**Exercise prompt:** Nothing should appear in the answer except the lines from the one containing "Query: large boulder" through the end of the listing, repeated exactly.

----------------------------------------

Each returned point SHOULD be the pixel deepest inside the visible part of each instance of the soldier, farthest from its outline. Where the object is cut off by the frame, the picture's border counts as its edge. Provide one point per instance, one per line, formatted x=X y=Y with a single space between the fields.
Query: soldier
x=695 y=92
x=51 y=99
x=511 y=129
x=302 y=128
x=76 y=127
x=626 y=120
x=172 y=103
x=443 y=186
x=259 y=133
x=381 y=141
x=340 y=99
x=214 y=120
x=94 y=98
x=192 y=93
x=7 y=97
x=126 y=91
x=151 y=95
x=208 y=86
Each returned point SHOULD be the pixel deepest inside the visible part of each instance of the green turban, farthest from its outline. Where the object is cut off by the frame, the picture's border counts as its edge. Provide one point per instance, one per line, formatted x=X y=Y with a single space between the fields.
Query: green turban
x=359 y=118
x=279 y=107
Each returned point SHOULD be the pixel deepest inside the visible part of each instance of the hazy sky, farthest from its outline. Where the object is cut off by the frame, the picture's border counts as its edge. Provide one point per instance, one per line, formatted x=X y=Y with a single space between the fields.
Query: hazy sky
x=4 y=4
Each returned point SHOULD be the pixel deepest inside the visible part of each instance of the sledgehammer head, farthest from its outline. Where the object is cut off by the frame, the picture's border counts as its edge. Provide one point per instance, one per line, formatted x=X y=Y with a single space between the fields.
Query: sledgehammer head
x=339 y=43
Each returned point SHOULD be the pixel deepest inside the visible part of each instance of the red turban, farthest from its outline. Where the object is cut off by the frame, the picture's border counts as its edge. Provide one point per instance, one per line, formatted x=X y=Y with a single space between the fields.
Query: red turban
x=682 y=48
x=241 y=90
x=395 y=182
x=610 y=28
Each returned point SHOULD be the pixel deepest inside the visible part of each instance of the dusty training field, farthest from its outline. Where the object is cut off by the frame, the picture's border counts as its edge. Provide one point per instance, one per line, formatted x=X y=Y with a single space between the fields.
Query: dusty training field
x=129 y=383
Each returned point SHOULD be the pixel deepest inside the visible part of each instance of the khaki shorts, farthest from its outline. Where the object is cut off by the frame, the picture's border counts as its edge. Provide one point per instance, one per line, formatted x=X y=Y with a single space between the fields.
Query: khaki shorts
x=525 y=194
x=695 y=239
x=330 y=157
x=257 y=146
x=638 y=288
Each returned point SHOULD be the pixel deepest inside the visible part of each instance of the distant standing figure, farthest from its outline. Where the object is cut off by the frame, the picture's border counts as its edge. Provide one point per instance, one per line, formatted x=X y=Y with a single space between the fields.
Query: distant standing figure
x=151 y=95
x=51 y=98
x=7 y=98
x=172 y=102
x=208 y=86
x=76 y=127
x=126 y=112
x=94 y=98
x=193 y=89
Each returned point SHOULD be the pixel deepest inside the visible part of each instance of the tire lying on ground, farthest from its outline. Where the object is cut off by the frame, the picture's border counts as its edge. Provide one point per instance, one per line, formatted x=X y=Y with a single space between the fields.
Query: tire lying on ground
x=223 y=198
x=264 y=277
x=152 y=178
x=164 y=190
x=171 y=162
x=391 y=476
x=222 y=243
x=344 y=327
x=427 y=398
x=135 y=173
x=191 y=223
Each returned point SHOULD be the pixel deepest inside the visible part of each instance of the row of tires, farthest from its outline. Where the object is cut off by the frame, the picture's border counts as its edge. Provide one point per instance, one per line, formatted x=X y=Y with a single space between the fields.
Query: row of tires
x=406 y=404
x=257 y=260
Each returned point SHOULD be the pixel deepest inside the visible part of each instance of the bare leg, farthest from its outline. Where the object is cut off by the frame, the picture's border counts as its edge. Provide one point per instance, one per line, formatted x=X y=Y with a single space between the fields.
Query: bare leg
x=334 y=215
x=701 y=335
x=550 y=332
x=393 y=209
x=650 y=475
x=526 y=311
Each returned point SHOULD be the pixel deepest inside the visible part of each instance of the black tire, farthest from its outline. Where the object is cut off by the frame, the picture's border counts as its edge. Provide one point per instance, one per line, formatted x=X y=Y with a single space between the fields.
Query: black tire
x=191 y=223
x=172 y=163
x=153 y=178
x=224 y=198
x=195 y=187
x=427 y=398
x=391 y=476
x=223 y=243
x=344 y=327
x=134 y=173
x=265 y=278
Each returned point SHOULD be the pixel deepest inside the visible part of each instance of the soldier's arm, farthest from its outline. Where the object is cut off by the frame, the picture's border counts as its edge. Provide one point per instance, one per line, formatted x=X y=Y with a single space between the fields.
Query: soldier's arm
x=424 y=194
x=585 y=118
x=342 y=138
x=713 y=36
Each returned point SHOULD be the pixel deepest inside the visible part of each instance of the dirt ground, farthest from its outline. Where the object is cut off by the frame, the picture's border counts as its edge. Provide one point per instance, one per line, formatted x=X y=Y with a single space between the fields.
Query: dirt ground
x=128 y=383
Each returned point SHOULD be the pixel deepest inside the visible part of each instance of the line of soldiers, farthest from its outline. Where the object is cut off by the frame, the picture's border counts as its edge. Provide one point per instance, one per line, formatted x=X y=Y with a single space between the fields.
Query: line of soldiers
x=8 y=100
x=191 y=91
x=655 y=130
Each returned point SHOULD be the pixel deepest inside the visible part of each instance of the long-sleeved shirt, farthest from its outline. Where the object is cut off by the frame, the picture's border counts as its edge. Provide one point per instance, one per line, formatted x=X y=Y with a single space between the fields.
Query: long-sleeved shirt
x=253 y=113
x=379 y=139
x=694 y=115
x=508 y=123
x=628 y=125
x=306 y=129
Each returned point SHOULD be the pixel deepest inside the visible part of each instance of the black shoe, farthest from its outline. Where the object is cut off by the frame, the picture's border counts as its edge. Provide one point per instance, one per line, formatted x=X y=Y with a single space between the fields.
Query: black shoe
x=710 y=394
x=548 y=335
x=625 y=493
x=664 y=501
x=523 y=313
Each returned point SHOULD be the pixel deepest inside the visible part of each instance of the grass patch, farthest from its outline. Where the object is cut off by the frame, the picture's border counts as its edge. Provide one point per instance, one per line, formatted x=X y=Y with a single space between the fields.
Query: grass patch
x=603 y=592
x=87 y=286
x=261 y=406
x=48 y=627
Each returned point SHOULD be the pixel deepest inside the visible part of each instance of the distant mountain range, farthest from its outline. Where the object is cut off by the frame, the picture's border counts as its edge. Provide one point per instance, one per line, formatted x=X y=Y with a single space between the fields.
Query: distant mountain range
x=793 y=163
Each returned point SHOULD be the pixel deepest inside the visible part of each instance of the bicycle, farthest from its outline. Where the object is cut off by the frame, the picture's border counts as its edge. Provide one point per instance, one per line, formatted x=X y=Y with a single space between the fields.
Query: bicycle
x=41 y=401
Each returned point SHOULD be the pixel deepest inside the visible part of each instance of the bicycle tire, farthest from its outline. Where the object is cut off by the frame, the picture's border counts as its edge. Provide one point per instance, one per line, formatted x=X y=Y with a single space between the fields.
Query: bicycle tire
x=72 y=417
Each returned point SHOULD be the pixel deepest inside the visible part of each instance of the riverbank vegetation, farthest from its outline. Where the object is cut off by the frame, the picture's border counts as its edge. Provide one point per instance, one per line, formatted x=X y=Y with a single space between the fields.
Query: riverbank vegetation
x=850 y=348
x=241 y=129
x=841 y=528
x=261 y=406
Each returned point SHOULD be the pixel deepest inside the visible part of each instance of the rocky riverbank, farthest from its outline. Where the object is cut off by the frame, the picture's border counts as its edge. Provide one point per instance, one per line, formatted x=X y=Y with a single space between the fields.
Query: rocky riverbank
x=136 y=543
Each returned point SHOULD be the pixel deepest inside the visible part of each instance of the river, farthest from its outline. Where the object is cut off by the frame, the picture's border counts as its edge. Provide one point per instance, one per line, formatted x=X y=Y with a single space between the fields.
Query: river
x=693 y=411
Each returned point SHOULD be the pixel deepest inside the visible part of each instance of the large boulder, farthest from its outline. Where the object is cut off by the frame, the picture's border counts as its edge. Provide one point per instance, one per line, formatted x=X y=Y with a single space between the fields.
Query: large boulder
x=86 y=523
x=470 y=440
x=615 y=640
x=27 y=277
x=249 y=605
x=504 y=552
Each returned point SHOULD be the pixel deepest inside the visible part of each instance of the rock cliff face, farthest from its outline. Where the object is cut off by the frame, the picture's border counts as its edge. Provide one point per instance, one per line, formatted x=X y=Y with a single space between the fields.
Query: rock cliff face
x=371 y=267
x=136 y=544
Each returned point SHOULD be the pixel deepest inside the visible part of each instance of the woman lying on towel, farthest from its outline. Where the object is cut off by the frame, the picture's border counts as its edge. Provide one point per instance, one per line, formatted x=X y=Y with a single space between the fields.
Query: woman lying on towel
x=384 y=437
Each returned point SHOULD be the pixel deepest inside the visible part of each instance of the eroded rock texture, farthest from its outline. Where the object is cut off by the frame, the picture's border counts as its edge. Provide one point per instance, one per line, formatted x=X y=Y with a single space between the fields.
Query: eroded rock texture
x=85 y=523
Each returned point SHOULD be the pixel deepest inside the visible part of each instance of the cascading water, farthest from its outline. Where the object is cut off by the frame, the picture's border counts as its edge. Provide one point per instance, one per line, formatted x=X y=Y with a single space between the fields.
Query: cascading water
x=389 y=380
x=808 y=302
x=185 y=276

----------------------------------------

**Exercise result:**
Query: large boulder
x=86 y=523
x=470 y=440
x=615 y=640
x=27 y=277
x=249 y=605
x=504 y=552
Each returned point SHOULD be the pixel deepest inside the visible part of each instance of the rock cliff face, farthest from its outline. Where the object is cut off by the frame, the picture's border counts as its edge. Provide one point per instance, one per line, formatted x=X y=Y with a single space between the fields.
Query: rock cliff face
x=371 y=267
x=136 y=544
Each returned point SHOULD be the pixel deepest inside the visible part of each instance of the woman lying on towel, farthest from its outline. Where the object is cut off by the frame, the picture's border counts as its edge. Provide one point per instance, one per line, formatted x=X y=Y with a single space between the fields.
Query: woman lying on towel
x=384 y=437
Each returned point SHOULD be the pixel deepest inside the visible part of each instance of the eroded rock texture, farthest from its outline. Where the object is cut off by the frame, the picture's border counts as its edge. Provide one point per instance, one per line, formatted x=X y=Y with a single space between the fields.
Query: eroded rock texture
x=85 y=523
Each returned point SHOULD be the pixel deepest inside the visible part of each instance of the cascading water, farthest from its outline. Where the object is cut off by the frame, the picture's border counts as its edge. Provide one point per instance, one per line, formatted x=X y=Y with a single space between the fields.
Query: cascading water
x=389 y=380
x=808 y=302
x=185 y=276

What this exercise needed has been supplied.